━━━ Material provided ━━━

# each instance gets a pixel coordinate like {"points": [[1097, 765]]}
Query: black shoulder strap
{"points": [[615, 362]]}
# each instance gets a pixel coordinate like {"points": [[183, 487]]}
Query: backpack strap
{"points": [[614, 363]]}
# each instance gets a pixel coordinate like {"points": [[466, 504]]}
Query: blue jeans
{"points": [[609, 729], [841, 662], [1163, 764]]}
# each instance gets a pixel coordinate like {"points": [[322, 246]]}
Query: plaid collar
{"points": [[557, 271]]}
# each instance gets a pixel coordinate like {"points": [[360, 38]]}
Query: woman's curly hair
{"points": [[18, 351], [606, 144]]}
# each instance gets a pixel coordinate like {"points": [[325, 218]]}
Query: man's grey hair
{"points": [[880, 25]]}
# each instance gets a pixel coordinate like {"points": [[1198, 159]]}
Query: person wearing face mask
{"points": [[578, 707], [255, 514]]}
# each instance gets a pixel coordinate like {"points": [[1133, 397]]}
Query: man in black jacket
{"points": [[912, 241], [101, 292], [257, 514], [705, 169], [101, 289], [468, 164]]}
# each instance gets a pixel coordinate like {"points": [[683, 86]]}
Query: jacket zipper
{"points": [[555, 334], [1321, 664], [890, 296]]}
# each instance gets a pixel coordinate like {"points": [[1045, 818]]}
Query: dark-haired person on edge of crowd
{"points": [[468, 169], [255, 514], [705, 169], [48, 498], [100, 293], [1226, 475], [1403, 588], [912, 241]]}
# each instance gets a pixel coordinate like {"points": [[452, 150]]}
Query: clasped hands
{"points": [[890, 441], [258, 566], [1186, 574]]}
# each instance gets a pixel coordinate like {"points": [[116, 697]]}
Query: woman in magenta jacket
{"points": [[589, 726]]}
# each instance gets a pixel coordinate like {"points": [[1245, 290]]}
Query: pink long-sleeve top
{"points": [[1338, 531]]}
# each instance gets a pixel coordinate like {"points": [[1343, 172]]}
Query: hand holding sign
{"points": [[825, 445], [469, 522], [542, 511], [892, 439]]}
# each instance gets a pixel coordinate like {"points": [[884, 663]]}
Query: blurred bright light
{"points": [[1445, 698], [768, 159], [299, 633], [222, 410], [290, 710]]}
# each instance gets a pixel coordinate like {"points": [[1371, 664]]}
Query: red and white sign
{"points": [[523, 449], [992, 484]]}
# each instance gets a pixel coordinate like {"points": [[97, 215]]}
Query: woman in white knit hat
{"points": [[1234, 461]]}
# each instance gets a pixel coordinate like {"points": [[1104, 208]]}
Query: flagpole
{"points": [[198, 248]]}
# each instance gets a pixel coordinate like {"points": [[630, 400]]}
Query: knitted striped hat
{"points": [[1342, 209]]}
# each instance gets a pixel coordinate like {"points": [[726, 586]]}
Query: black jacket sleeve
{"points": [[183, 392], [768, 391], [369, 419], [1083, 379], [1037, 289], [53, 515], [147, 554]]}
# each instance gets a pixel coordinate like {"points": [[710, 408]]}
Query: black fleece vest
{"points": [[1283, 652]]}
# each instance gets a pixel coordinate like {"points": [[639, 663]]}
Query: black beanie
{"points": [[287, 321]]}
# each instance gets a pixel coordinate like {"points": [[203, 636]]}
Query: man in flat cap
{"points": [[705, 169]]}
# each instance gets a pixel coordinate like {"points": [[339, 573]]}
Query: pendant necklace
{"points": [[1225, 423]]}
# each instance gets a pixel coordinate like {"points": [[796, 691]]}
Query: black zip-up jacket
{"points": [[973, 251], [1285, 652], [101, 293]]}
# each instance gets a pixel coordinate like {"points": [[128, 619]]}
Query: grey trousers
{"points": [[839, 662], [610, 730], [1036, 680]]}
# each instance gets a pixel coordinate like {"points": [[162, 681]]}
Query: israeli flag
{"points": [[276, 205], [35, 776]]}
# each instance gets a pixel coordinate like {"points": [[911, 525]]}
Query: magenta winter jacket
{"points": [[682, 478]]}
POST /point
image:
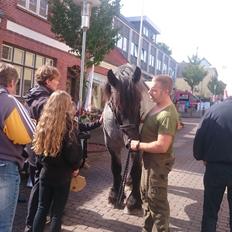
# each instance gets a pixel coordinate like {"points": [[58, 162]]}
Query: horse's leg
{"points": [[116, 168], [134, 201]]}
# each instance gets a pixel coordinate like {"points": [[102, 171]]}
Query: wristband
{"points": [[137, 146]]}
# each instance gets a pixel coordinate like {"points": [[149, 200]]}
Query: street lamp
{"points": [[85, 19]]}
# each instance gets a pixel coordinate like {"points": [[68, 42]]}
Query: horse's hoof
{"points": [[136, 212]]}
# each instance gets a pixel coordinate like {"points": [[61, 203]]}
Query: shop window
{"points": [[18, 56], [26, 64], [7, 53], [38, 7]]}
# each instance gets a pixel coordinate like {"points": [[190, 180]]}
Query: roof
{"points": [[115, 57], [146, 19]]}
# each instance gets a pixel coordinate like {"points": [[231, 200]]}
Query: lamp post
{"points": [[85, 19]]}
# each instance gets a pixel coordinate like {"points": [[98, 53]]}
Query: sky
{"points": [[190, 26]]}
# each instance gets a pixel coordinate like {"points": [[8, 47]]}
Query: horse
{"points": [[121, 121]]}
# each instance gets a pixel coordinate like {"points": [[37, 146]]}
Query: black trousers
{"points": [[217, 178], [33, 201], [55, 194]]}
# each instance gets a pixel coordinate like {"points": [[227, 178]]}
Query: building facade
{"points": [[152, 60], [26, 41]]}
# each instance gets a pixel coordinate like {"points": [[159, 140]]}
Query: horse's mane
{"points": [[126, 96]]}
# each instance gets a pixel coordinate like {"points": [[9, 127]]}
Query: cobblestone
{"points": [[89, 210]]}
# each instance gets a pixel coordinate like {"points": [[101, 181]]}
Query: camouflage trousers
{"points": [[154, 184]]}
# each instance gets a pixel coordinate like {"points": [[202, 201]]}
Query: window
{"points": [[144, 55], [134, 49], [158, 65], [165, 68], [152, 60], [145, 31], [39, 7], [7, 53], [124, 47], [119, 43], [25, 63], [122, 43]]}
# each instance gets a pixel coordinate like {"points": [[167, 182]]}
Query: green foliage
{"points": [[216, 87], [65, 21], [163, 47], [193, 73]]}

━━━

◆ Stated goal ◆
Quote the data above in full, leaving out the pictures it holds.

◆ Task answer ◆
# each instance gets a pixel coordinate like {"points": [[1097, 765]]}
Query: black shoulder strap
{"points": [[615, 362]]}
# each instance gets a pixel coordinate like {"points": [[183, 487]]}
Query: backpack strap
{"points": [[614, 363]]}
# each instance gets a pixel coordinate like {"points": [[466, 504]]}
Query: blue jeans
{"points": [[609, 729], [841, 662], [1163, 764]]}
# each instance gets a pixel coordinate like {"points": [[322, 246]]}
Query: plaid collar
{"points": [[557, 271]]}
# each instance gets a pixel coordinate like {"points": [[360, 38]]}
Query: woman's curly hair
{"points": [[18, 351], [606, 144]]}
# each instance gets a pixel coordinate like {"points": [[325, 218]]}
Query: man's grey hair
{"points": [[880, 25]]}
# each instance gets a pixel coordinate like {"points": [[1198, 159]]}
Query: person wearing face mask
{"points": [[578, 707], [255, 514]]}
# each instance gets a pixel coordinate like {"points": [[1133, 397]]}
Query: man in black jacket
{"points": [[912, 241], [101, 292], [257, 514], [705, 169], [101, 289], [468, 164]]}
# each instance gets a pixel coordinate like {"points": [[683, 86]]}
Query: jacket zipper
{"points": [[555, 334], [1321, 664], [890, 296]]}
# each instance gets a pixel coordinate like {"points": [[1045, 818]]}
Query: dark-haired person on edge of crowd
{"points": [[468, 169], [255, 514], [705, 169], [48, 498], [100, 293], [1226, 475], [1403, 588], [912, 241]]}
# each instance gets a pixel coordinate like {"points": [[452, 150]]}
Query: clasped hands
{"points": [[890, 441], [258, 566], [1186, 574]]}
# each instance gets a pixel coordinate like {"points": [[116, 697]]}
Query: woman in magenta jacket
{"points": [[589, 726]]}
# each instance gets a pixel coordinate like {"points": [[1245, 290]]}
Query: pink long-sleeve top
{"points": [[1338, 531]]}
# each instance gets a pixel coordinate like {"points": [[1343, 172]]}
Query: hand holding sign
{"points": [[825, 445], [469, 522], [542, 511], [892, 439]]}
# each instance gets a pixel coordinate like {"points": [[884, 663]]}
Query: blurred bright light
{"points": [[1445, 698], [768, 159], [299, 633], [222, 410], [290, 710]]}
# each instance gets a pixel coordinate like {"points": [[1371, 664]]}
Query: red and white sign
{"points": [[523, 449], [992, 484]]}
# each instance gets a pixel coordinate like {"points": [[97, 215]]}
Query: woman in white knit hat
{"points": [[1234, 461]]}
# each instance gets a pixel coordinate like {"points": [[1104, 208]]}
Query: flagpole
{"points": [[198, 248]]}
# each instance gets a pixel coordinate like {"points": [[630, 400]]}
Query: knitted striped hat
{"points": [[1342, 209]]}
# each instance gets a pixel coordinate like {"points": [[726, 586]]}
Query: black jacket sleeve
{"points": [[183, 392], [768, 391], [369, 419], [1083, 379], [1037, 289], [53, 515], [147, 554]]}
# each instance gets a pixel coordinate like {"points": [[710, 408]]}
Query: black fleece vest
{"points": [[1283, 652]]}
# each instance gets a pixel coordinate like {"points": [[639, 663]]}
Query: black beanie
{"points": [[287, 321]]}
# each instance gets a pixel coordinate like {"points": [[203, 636]]}
Query: man in flat cap
{"points": [[705, 169]]}
# each instance gets a pixel coordinate like {"points": [[339, 573]]}
Query: pendant necklace
{"points": [[1225, 423]]}
# each instance gets a pixel coordinate like {"points": [[796, 691]]}
Query: black zip-up jacket
{"points": [[973, 251], [1285, 652], [101, 293]]}
# each instance gets a pixel coordinate like {"points": [[128, 619]]}
Query: grey trousers
{"points": [[839, 662], [610, 730], [1036, 680]]}
# each instance gets a pixel coordinate like {"points": [[162, 681]]}
Query: israeli flag
{"points": [[276, 205], [35, 776]]}
# each instance gets a pixel coordinate like {"points": [[911, 525]]}
Query: magenta winter jacket
{"points": [[682, 478]]}
POST /point
image:
# each instance gets a pixel coordinate like {"points": [[58, 162]]}
Query: horse's leg
{"points": [[116, 168], [134, 201]]}
# each instance gets a pixel coordinate like {"points": [[102, 171]]}
Query: wristband
{"points": [[137, 146]]}
# each instance gets a pixel coordinate like {"points": [[149, 200]]}
Query: street lamp
{"points": [[85, 19]]}
# each instance gets a pixel coordinate like {"points": [[68, 42]]}
Query: horse's hoof
{"points": [[136, 212]]}
# each instance gets a pixel coordinate like {"points": [[61, 203]]}
Query: shop window
{"points": [[18, 56], [26, 64], [7, 53], [38, 7]]}
# each instance gets a pixel coordinate like {"points": [[190, 180]]}
Query: roof
{"points": [[115, 57], [146, 19]]}
# each instance gets a pixel coordinate like {"points": [[231, 200]]}
Query: lamp post
{"points": [[85, 19]]}
# each instance gets a pixel coordinate like {"points": [[98, 53]]}
Query: sky
{"points": [[190, 26]]}
# each instance gets a pixel coordinate like {"points": [[8, 47]]}
Query: horse
{"points": [[121, 121]]}
# each instance gets a pixel coordinate like {"points": [[37, 146]]}
Query: black trousers
{"points": [[217, 178], [33, 201], [55, 194]]}
# each instance gets a pixel coordinate like {"points": [[227, 178]]}
Query: building facade
{"points": [[152, 60], [26, 41]]}
# each instance gets a pixel coordinate like {"points": [[159, 140]]}
Query: horse's mane
{"points": [[126, 96]]}
# each instance gets a pixel coordinate like {"points": [[9, 127]]}
Query: cobblestone
{"points": [[89, 210]]}
# each instance gets a pixel coordinate like {"points": [[101, 181]]}
Query: camouflage trousers
{"points": [[154, 184]]}
# each instance gets a pixel coordinate like {"points": [[202, 201]]}
Query: window
{"points": [[144, 55], [134, 49], [158, 65], [165, 68], [152, 60], [145, 31], [39, 7], [7, 53], [124, 47], [119, 43], [25, 63], [122, 43]]}
# each instance gets a pixel coordinate like {"points": [[167, 182]]}
Query: green foliage
{"points": [[216, 87], [65, 21], [163, 47], [193, 73]]}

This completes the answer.